::: Supplied passage

Microsoft Azure is one of the best Cloud Computing platforms available for IoT. For performing the real-time analysis of data, there is a PaaS service known as Azure Stream Analytics which can analyze live data efficiently. Recently, Microsoft Azure came up with a new set of functions for analyzing the GPS based data which offers functionality for developing different types of advanced IoT applications. These functions are known as Geo-spatial functions. I have dedicated this blog for those who want to process GPS data streamed via IoT devices and learn about the related terms, processes and potential applications.
Before we begin to understand how we can process GPS data and types of applications supported, I would like to clarify some basic terms to make things simple.
Geo-spatial: The term Geo-spatial relates to any technology or system which is used to acquire, process and store geographic information.
Point (Geo-location): Point refers to a single geo-location on map that are co-ordinates of longitude and latitude format.
LineString: LineString defines multiple points in a single object representation.

::::::
::: Dataset entries

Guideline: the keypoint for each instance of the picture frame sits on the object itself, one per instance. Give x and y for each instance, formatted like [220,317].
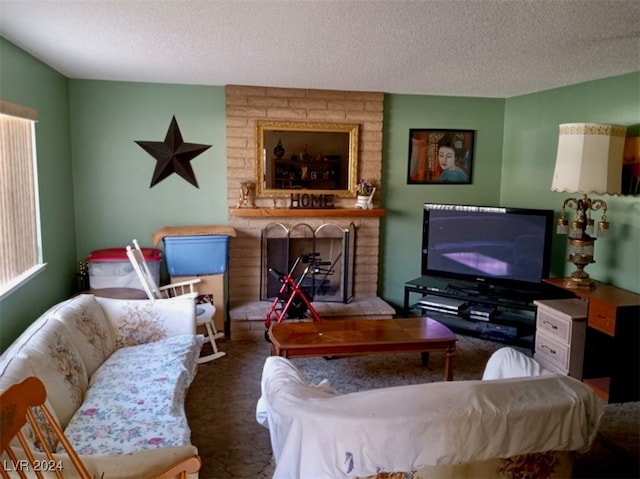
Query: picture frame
[427,166]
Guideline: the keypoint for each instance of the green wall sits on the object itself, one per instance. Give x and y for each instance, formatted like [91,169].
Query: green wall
[94,180]
[402,226]
[27,81]
[112,174]
[529,155]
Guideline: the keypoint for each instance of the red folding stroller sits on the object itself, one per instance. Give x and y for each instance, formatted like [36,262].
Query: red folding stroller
[293,300]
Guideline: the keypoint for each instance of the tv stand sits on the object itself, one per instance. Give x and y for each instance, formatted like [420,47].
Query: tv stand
[490,312]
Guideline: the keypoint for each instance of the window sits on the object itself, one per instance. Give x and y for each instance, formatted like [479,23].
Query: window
[20,248]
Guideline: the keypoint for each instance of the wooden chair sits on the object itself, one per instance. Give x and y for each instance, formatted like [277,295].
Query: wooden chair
[204,311]
[19,406]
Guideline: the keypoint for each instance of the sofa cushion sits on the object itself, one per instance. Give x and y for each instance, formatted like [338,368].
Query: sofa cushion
[88,329]
[139,322]
[136,399]
[508,363]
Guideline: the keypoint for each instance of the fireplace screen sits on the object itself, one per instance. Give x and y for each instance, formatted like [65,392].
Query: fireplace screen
[330,243]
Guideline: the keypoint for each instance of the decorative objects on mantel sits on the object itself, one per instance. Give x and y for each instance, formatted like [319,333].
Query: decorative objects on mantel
[365,191]
[247,194]
[589,160]
[304,212]
[173,155]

::::::

> [Tasks to perform]
1: In the Azure geo-spatial passage, what is the name of the PaaS service that analyzes live data?
2: Please extend the Azure geo-spatial passage beyond its last sentence.

> [Solved problems]
1: Azure Stream Analytics

2:
Polygon (Geo-fencing): Polygon is a section of the entire map which defines the area or route of purpose basically known as Geo-fencing. This term states the restriction of any object from going out or getting inside a specific area or route.
Ring Orientation: Ring Orientation is the order of points mentioned in specifying a polygon. Imagine, if you plot a polygon which defines a small area of your house and you start walking alongside the perimeter of that polygon in a sequence of points defined in the polygon, then one hand would be inside the polygon and other hand would be outside the polygon. There are two types of ring orientation of a polygon i.e. Left-handed and Right-handed. Microsoft Azure Geo-systems are designed with Right-hand orientation, which means the points should be defined in a sequence where the left hand should always be inside the polygon while walking through the perimeter of the polygon in the sequence from point 1 to point 2.
Right Handed Ring Orientation 1
GeoJSON: GeoJSON is a data format like JSON, but optimized to store and encode Geo-spatial and non-Geo-spatial information related to Maps and other Geo-systems.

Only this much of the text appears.